··· Record list ···

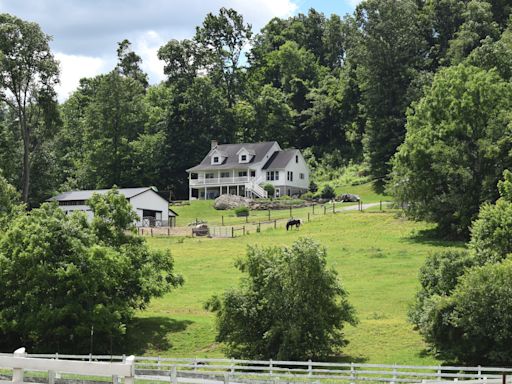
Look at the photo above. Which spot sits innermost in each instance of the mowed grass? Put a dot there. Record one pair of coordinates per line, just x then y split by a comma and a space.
202, 210
376, 254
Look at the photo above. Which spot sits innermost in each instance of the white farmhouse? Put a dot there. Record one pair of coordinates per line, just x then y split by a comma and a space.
242, 169
151, 208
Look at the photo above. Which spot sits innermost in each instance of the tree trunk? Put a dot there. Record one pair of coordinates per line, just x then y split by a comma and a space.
26, 159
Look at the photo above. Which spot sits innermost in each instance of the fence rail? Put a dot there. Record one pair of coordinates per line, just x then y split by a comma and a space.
225, 371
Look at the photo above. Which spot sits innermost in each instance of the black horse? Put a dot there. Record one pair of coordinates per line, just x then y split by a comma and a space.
293, 222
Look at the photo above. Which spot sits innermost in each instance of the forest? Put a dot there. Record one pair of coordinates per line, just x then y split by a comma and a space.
418, 91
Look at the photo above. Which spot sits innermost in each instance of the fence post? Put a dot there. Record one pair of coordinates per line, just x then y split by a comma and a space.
17, 373
174, 375
130, 379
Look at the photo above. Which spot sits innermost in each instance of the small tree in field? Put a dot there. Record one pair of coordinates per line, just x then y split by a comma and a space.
270, 189
328, 192
288, 307
63, 277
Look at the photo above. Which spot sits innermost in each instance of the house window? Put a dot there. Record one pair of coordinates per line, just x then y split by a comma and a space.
273, 175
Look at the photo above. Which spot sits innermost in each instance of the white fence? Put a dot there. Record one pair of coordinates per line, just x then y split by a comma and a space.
224, 371
19, 362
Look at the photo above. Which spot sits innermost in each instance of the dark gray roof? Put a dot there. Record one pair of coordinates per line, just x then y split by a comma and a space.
87, 194
230, 150
280, 159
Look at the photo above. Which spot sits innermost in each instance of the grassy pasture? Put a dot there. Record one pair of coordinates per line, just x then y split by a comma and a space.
376, 254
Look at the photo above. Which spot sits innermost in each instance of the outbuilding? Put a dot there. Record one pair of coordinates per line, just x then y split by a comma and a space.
151, 208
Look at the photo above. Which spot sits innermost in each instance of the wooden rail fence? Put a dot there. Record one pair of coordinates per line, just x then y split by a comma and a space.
231, 371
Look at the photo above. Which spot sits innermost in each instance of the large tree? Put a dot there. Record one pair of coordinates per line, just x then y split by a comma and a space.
289, 306
28, 74
457, 146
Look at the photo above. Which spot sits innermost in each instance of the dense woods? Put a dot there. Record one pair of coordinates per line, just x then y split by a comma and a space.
351, 89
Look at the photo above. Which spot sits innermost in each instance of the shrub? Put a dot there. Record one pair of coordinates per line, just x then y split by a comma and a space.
288, 307
242, 211
328, 192
270, 189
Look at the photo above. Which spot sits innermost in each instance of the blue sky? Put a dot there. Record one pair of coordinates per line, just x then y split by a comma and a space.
86, 32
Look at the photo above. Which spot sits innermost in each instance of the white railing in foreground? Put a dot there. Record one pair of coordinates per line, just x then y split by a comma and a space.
213, 371
19, 362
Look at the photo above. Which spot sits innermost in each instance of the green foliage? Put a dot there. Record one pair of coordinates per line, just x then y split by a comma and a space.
242, 211
289, 306
271, 190
328, 192
63, 277
10, 205
458, 138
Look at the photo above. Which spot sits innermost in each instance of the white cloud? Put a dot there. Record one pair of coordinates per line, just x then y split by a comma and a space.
73, 68
85, 32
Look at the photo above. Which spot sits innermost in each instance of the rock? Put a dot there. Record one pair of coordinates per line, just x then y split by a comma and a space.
348, 197
224, 202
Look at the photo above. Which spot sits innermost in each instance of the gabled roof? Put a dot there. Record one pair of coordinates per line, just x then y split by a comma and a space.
231, 161
87, 194
280, 159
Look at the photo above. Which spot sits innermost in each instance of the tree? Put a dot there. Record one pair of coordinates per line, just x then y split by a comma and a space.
129, 63
456, 148
388, 54
65, 278
28, 74
223, 37
328, 192
10, 205
271, 190
289, 306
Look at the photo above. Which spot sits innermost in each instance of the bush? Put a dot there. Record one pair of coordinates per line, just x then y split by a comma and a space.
242, 211
288, 307
328, 192
455, 148
271, 191
62, 276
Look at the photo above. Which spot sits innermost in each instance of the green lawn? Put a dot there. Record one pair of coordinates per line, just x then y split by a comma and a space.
377, 255
203, 209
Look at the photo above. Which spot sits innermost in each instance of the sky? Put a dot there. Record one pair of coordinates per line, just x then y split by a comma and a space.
85, 33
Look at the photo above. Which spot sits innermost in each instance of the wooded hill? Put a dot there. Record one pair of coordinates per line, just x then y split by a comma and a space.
342, 87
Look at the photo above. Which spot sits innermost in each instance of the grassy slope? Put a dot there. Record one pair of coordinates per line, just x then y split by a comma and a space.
376, 254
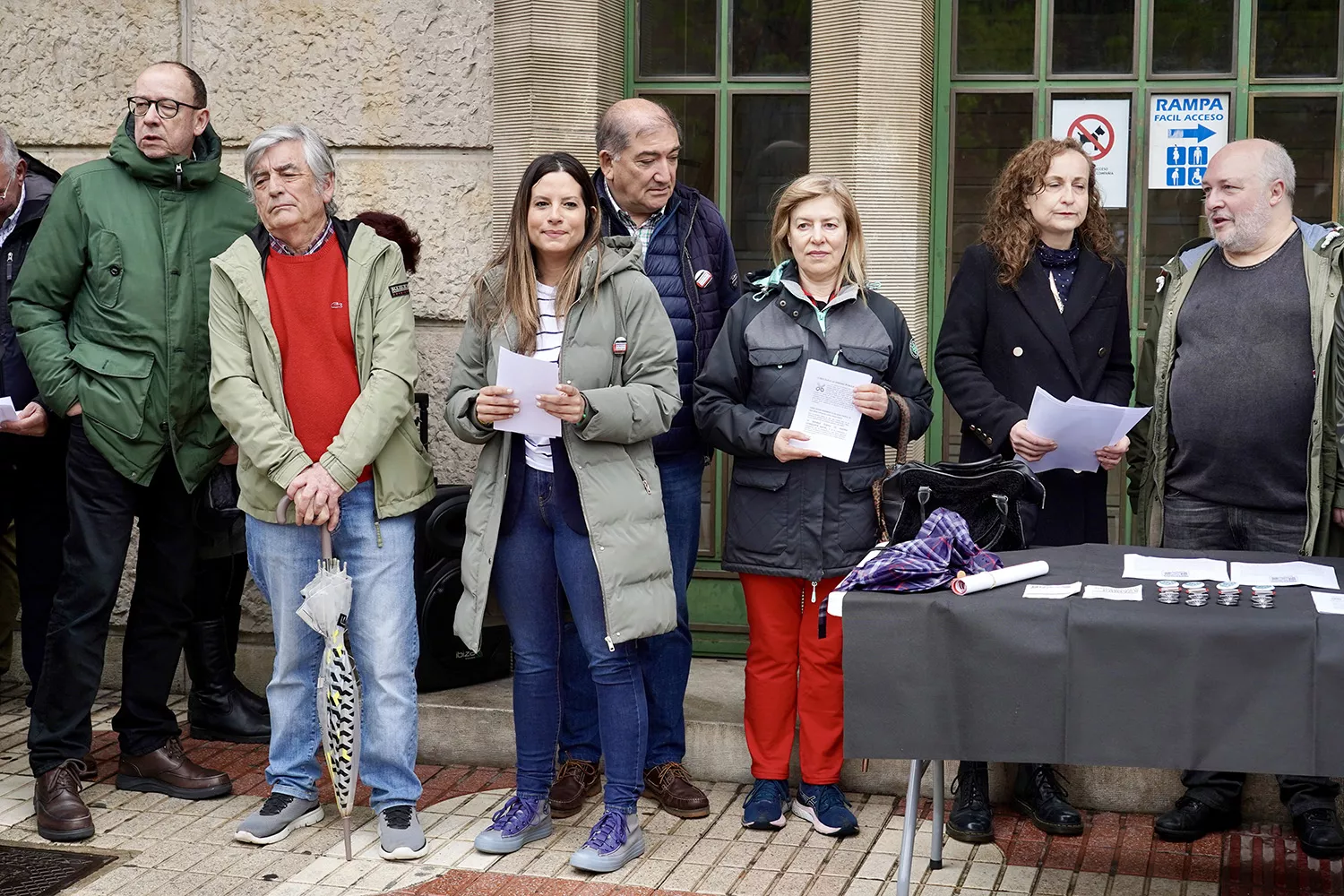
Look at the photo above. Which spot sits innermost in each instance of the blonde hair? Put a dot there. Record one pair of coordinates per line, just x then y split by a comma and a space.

···

## Brief
From the listing above, print every entry precisely and drop the pictures.

## The reply
Look at the photo above. Which spot sits innermost in each instance of the mowed grass? Put a dot there. Record one pair of coordinates per line, just x then y split by a comma and a space.
202, 210
376, 254
Look at the photo above. Which spot sits innermost in each instance of the white farmhouse? Put a dot there. Record one pair of coordinates per line, just x then y split by a comma and a space.
242, 169
151, 208
Look at the photo above. Which spot sits innermost in each instance of the tree trunk? Put a dot there. Record one pair of coordinates per line, just x then y split by a comma and a space.
26, 159
Look at the photo above. Which spot sits innermost in each instance of the fence rail? Put a dot there. Record one pair of coordinates per line, just x then y split by a comma and a space.
225, 371
Look at the photo above. Which spot sits innermost in each instance of the black horse? Put a dot there. Record one pair of coordinates per line, just x then y split by a comma and a space.
293, 222
Look at the photo above. Which spot sits innermost in each instance of the forest? Put a dot there. Record one pair of coordinates per line, just x then y split by a comma and a space.
418, 91
Look at the photo above. Which spot sits innermost in each instance of the fence post? Put a dot there. Record one pair of coordinates per line, just x then y split by a comma and a space.
17, 373
174, 375
130, 379
Look at the photo above. Which spot sits innermost in each instance of the small tree in field? Put a dot there. Record one pair of coordinates per line, just x then y split by a comma and a space.
270, 189
328, 192
288, 307
63, 277
Look at the photo above. Which spot sits innermost in each instance of the house window? Put a dot there. Record one pair of coordinates per line, just x then y split by a comma and a space.
273, 175
Look at the photo above. Which spot sits innermost in each instance of the white fence? Put a dot there. Record one pair of coordinates per line, just x then y split by a comma and a space.
224, 371
19, 362
Look at the photo above. Which spot sits innermost in each instance of the dark gray roof? Put a dot there. Record one pair of coordinates per line, just x then y split by a comma and a space.
87, 194
230, 150
280, 159
Look at the photo above. Which spot sits innermost in each instance of the grassy pasture? Put a dot there. Record one pair of coordinates per line, just x then y split by a comma and a space.
376, 254
Look at the photo above. Which spot sits innermost in each instance of the outbuilding? Put a dot there. Record one pair of coordinates per line, just x then y split by a comma and a space.
151, 208
Look at the photo above. Which spot sits innermost in each instance of the wooden rail fence? Put a dot there. Record one pair of coordinates per line, just x then y split by a comma and a space.
231, 371
Look at the photo above. Which spot sits innermost in each instance of the large tree? Put a dot there. Record one pair of coordinates per line, just x then y split by a comma and a space.
289, 306
28, 74
457, 146
Look at the photo above. Which spot sits innermost in each instance of the dense woods? Put a dot there. Record one pair of coordinates per line, just x then y split by a comma and a space.
351, 89
Look at the photo above. Which spot sits innermost in each instance of the shrub? Put a dot there. Record one pair of coordinates per line, just x then y split by a comma and a space.
288, 307
242, 211
328, 192
270, 189
Look at the photo above. Which spot sits innermost in each instance of the blue sky? Put a dot there. Record one pair of coordinates per line, just x then y split by a comma and a space.
86, 32
Look at the photo above. Which spot sits innermost in each instance of the white railing in foreground? Put a dot there. Record one pair of coordinates per line, just x then y split by a comma and a space.
213, 371
19, 362
Look at the photo above. Which spot sits innermost in each instance of the green foliage? Put a dot there. Record one pair of coordinates per line, just x then y split by a comma and a space.
242, 211
289, 306
271, 190
328, 192
63, 277
10, 205
458, 138
Look at the photo above. Which spot sits innermost in each instance of the white cloud? Put a dot there. Record one pair of coordinates per line, just x then y split by a comma and a space.
73, 68
85, 32
Look at the photo above. Which spot sits innermost in each instance of the rock? Put a dot there. Record one pair of coordinates per line, just x then y split by a comma and a space.
348, 197
224, 202
Look at the photo above. Which spot sits innermost in each instance of the gabled roof? Put a dot there. Record one pair of coordinates per line, just x then y split by a comma and a space.
231, 161
87, 194
280, 159
Look at the photo above. Which spot sits innermost in each instance of the tree? Put a dot there. Record one pair of coordinates per line, just x then y split by a comma and a space.
129, 63
456, 148
388, 54
65, 278
28, 74
223, 37
328, 192
10, 205
271, 190
289, 306
Look at the photo above. Which spot sits innermost in each instance of the bush? Put a dot there. Record one pair of coordinates per line, just x then y split by a comma and a space.
242, 211
288, 307
328, 192
455, 148
271, 191
62, 276
Look at the photo above. Which spot sits innermost in each instance of the green lawn? Put a dot there. Record one pair of coordinates per line, just x then y split by a comma and a space.
377, 255
203, 209
Look at the photo above. Which spot sits innermost in each instance of the sky? Put a dot there. Record one pair of coordinates per line, just x then y split by a comma and a space.
85, 33
Look at the photo above. Which spot sits innermost in each instance of the wooded hill? Put a dot there. Record one pair of coordinates per line, just x then y split by a comma and a space.
342, 87
Look at the photo above. Which spot sits innermost in each instance of the grassy slope? Put a dot there. Record one pair of coordinates per line, just x then y split by a comma and a space.
376, 254
Look at the photo above. Which spot sits innermost in each instance of the blonde hair? Put a dot there. Record one pair of coordinates per line, just x then y split by a comma and a space.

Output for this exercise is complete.